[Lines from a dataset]
──────────

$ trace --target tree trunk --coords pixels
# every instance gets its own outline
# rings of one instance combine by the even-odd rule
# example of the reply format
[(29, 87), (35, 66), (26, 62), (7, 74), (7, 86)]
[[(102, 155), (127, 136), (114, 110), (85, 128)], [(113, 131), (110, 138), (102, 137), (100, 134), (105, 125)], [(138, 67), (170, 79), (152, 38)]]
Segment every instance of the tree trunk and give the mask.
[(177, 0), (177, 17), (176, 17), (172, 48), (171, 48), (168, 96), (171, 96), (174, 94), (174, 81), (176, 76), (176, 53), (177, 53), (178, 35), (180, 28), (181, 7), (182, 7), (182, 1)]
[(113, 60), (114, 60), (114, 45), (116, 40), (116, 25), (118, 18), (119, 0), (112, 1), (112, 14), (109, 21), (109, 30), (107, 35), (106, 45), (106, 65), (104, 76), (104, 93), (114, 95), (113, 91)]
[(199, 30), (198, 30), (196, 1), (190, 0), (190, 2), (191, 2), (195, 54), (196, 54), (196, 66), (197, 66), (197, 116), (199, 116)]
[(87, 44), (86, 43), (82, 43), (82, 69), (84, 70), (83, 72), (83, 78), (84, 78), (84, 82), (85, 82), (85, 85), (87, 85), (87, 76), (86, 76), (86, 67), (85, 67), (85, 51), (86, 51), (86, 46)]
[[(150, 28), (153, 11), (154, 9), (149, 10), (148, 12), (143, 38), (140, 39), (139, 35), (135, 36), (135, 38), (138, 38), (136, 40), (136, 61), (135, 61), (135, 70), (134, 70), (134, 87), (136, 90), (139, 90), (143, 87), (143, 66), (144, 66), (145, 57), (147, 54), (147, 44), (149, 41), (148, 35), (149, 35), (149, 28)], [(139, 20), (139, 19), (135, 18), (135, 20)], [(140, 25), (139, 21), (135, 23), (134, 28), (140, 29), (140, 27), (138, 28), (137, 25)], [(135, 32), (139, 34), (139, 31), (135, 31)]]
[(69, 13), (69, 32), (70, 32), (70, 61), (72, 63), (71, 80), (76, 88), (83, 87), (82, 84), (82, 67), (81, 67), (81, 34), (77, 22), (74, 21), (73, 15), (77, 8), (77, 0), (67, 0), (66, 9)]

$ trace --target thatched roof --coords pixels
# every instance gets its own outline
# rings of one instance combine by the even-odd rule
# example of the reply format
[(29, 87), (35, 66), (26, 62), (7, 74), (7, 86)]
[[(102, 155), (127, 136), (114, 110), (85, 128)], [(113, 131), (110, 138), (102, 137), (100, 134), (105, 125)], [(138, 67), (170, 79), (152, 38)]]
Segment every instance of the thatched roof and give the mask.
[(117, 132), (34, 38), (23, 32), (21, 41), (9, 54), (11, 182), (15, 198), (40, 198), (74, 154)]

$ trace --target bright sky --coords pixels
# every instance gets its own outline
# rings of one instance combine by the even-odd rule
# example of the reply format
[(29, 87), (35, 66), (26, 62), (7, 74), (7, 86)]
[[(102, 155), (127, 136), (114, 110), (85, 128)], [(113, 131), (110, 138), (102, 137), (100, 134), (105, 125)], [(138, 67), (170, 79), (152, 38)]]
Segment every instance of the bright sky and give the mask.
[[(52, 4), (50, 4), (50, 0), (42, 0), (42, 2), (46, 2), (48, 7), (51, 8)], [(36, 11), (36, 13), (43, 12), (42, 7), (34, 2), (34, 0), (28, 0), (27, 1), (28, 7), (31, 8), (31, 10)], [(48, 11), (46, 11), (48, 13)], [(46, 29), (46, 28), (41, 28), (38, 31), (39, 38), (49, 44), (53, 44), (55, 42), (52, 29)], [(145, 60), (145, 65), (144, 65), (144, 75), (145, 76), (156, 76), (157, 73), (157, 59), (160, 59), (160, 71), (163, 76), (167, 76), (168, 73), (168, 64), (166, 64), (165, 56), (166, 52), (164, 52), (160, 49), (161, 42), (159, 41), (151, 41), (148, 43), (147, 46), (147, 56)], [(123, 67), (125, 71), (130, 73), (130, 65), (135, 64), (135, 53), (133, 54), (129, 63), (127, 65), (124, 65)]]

──────────

Set problem: Repeat every one of the lines above, word for word and unchanged.

Answer to this problem:
$ trace --target tree trunk --coords pixels
# every instance gets its own outline
# rings of one instance combine by the even-odd rule
# example of the reply format
[(29, 87), (35, 66), (26, 62), (7, 74), (7, 86)]
[[(102, 155), (127, 136), (114, 110), (85, 128)], [(113, 131), (110, 138), (102, 137), (100, 134), (105, 125)], [(138, 67), (170, 79), (152, 38)]]
Segment every instance of the tree trunk and give the mask.
[(177, 0), (177, 17), (176, 17), (172, 48), (171, 48), (168, 96), (171, 96), (174, 94), (174, 81), (176, 76), (176, 53), (177, 53), (178, 35), (180, 28), (181, 7), (182, 7), (182, 1)]
[(113, 60), (114, 60), (114, 45), (116, 40), (116, 25), (118, 18), (119, 0), (112, 1), (112, 14), (109, 21), (109, 30), (107, 35), (106, 45), (106, 65), (104, 76), (104, 93), (114, 95), (113, 91)]
[(199, 30), (198, 30), (196, 1), (190, 0), (190, 2), (191, 2), (195, 54), (196, 54), (196, 66), (197, 66), (197, 116), (199, 116)]
[(87, 44), (86, 43), (82, 43), (82, 69), (84, 70), (83, 72), (83, 78), (84, 78), (84, 82), (85, 82), (85, 85), (87, 85), (87, 76), (86, 76), (86, 67), (85, 67), (85, 51), (86, 51), (86, 46)]
[[(150, 28), (153, 11), (154, 9), (149, 10), (148, 12), (143, 38), (140, 39), (139, 35), (135, 36), (135, 38), (138, 38), (136, 40), (136, 61), (135, 61), (135, 70), (134, 70), (134, 87), (136, 90), (139, 90), (143, 87), (143, 66), (144, 66), (145, 57), (147, 54), (147, 44), (149, 41), (148, 35), (149, 35), (149, 28)], [(139, 20), (139, 19), (135, 18), (135, 20)], [(140, 25), (139, 21), (135, 23), (134, 28), (140, 29), (140, 27), (138, 28), (137, 25)], [(135, 32), (139, 34), (139, 31), (135, 31)]]
[(69, 13), (69, 32), (70, 32), (70, 61), (72, 63), (71, 80), (76, 88), (83, 87), (82, 84), (82, 67), (81, 67), (81, 34), (77, 22), (74, 21), (73, 15), (77, 8), (77, 0), (67, 0), (66, 9)]

$ trace --target thatched roof --coords pixels
# every instance gets its own outline
# rings of one instance combine by the even-odd rule
# example of the reply format
[(29, 87), (35, 66), (26, 62), (7, 74), (7, 86)]
[[(102, 155), (127, 136), (114, 110), (85, 128)], [(113, 131), (110, 138), (102, 137), (100, 134), (105, 125)], [(138, 67), (170, 79), (152, 38)]]
Segment every instance of the thatched roof and give the mask.
[(117, 132), (34, 38), (23, 32), (21, 41), (9, 54), (11, 182), (15, 198), (40, 198), (74, 154)]

$ trace --target bright sky --coords pixels
# every instance gets its own outline
# rings of one instance combine by the even-odd rule
# example of the reply format
[(29, 87), (35, 66), (26, 62), (7, 74), (7, 86)]
[[(102, 155), (127, 136), (114, 110), (85, 128)], [(113, 131), (110, 138), (102, 137), (100, 134), (105, 125)], [(138, 67), (170, 79), (152, 38)]]
Segment every instance of the bright sky and give the mask.
[[(52, 4), (50, 4), (50, 0), (42, 0), (42, 2), (46, 2), (48, 7), (51, 8)], [(36, 11), (36, 13), (43, 12), (42, 7), (34, 2), (34, 0), (28, 0), (27, 1), (28, 7), (31, 8), (31, 10)], [(48, 11), (46, 11), (48, 13)], [(46, 29), (46, 28), (41, 28), (38, 31), (39, 38), (49, 44), (53, 44), (55, 42), (52, 29)], [(145, 60), (145, 65), (144, 65), (144, 75), (145, 76), (156, 76), (157, 73), (157, 59), (160, 59), (160, 71), (163, 76), (167, 76), (168, 73), (168, 64), (166, 64), (165, 56), (166, 52), (164, 52), (160, 49), (161, 42), (159, 41), (151, 41), (148, 43), (147, 46), (147, 56)], [(123, 67), (125, 71), (130, 73), (130, 65), (135, 64), (135, 53), (133, 54), (129, 63), (127, 65), (124, 65)]]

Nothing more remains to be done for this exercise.